== DOCUMENT SECTION

# 37" Polaroid LCD TV



## ex-pop (May 11, 2008)

Hi my 2006 37" Polaroid Lcd tv takes a long time to turn on and makes a squealing noise and is getting worse.I was told it may be 2 capacitors please help.:4-dontkno


----------



## octaneman (May 13, 2009)

Hi ex-pop


The high squealing noise could be coming from the fly-back, if the fly-back leaks it leaves a distinct discoloration on the wires called the corona effect. Also the transformer on the switching power supply could also make that same sound. The only option is to replace the bad component(s) because it's a sign it's going to give out soon. Take the set to a qualified technician to effect repair.

Good luck!


----------



## ex-pop (May 11, 2008)

Thanks I have not herd the set myself it is mother inlaws.She said it has been taking a long time to turn on and getting worse.I think I will open it up and look for swollen capacitors and discoloration as you mentioned.As far as the noise its making i will have to hear it .Sorry i dont have more info but I will post again when i open it up.
ex-pop


----------



## ex-pop (May 11, 2008)

I have the tv and it will turn on.The noise is more like a buzzing sound .I opened it up and the 2 capacitors on the power board are swollen and one of them is leaking.Also there is a larger capacitor on the same board that is very slitely bulged on the top im not sure it is a problem.Tried to insert pic but didnt have url.Thanks for any feed back.I plan on replacing the capacitors.
Ex-pop


----------



## Done_Fishin (Oct 10, 2006)

Whatever capacitors are swollen, even slightly, replace them. Use good quality 105 degree capacitors. Use the same values as shown on the sleeves. If you cannot find the same Voltage rating use a higher Voltage rating, NEVER a lower one. If the height of the replacement causes problems then find a way to lay the capacitor sideways.

Good Luck


----------



## ex-pop (May 11, 2008)

Thanks a lot I just called radio shack they have the 1000uf capacitors but they are 35volts i read other post that used them and they worked would the 35v be ok to use/

Thanks ex-pop


----------



## Done_Fishin (Oct 10, 2006)

====
== DATASET ENTRIES

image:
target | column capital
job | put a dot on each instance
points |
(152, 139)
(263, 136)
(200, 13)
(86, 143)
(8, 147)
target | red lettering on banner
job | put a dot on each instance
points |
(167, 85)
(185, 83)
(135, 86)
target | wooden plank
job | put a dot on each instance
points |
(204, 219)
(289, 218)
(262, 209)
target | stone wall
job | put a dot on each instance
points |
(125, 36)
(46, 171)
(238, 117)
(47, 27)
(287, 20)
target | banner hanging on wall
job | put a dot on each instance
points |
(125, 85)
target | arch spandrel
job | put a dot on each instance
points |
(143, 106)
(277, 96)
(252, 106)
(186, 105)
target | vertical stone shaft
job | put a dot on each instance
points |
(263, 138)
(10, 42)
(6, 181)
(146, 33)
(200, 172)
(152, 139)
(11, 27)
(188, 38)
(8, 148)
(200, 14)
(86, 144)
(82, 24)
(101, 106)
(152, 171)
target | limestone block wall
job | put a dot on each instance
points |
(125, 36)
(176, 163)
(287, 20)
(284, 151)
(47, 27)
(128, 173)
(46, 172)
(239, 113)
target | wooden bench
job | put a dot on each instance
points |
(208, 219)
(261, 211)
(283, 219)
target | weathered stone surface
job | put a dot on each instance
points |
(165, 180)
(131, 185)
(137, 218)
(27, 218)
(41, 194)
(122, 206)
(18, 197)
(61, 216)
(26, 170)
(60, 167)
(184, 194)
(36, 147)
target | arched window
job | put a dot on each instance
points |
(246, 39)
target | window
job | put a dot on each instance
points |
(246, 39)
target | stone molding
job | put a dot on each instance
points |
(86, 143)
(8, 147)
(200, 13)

====

EXERCISE TASK
Resume the forum thread on repairing the 37" Polaroid LCD TV from the point where it stops. The data above have no connection to the thread about the Polaroid LCD TV.

RESULT OF THE EXERCISE
What I would recommend is that you buy 
105 degree Celsius types
Same capacitor Value
Same or greater Voltage rating

take care of height and diameter so that you don't have problems fitting them.

you'll have to check the existing voltage rating before you know what will be a suitable replacement.


----------



## Done_Fishin (Oct 10, 2006)

Done_Fishin said:


> you'll have to check the existing voltage rating before you know what will be a suitable replacement.


Each capacitor will have a Capacitance / Voltage value written on it. Check the values of each capacitor. 

Also note that capacitors are polarised. Make sure that you replace them in the same orientation.


----------



## ex-pop (May 11, 2008)

Sorry for the private message i was trying to get some more info before the store closed.

ex-pop


----------



## Done_Fishin (Oct 10, 2006)

Never rush .. haste creates problems and can KILL unexpectedly.

More Haste, Less Speed!

:wave:


----------



## ex-pop (May 11, 2008)

Hi I did find the right capacitors and replaced them ended up using 2-1000 uF 25v and 1-1000 uF 50v.They were easy to replace but you have to be careful with soldering. The tv works fine and the noise went away.You are right Done Fishin take your time and get the right parts.

The second problem is with the LCD screen it has a black water mark on the right side.It runs verticly and is darker toward the bottom.Is there a LCD control board that can cause this? When I push my finger slightly in the screen it brightens up.Any suggestions?

Thanks Ex-pop


----------



## Done_Fishin (Oct 10, 2006)

I stopped working on TV's before they went LCD/TFT and I only work on PC LCD/TFT Monitors now.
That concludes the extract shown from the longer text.